▶ _Task description_:
Rewrite every line of the records below with "bush" changed to "shrub" and nothing else altered.

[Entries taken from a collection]
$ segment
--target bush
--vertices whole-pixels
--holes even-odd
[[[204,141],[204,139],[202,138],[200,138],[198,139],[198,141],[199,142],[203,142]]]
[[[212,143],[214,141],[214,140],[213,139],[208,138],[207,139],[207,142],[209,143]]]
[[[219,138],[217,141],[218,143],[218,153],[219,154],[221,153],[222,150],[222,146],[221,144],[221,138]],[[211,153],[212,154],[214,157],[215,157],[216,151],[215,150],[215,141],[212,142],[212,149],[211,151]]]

▶ _Answer to this exercise_:
$ segment
--target shrub
--vertices whole-pixels
--holes even-odd
[[[204,141],[204,139],[202,138],[200,138],[198,139],[198,141],[199,142],[203,142]]]
[[[212,143],[214,141],[214,140],[213,139],[208,138],[207,139],[207,142],[209,143]]]
[[[219,138],[217,141],[218,143],[218,153],[219,154],[221,153],[222,150],[222,146],[221,144],[221,138]],[[211,153],[212,154],[214,157],[215,157],[216,151],[215,150],[215,141],[212,142],[212,149],[211,151]]]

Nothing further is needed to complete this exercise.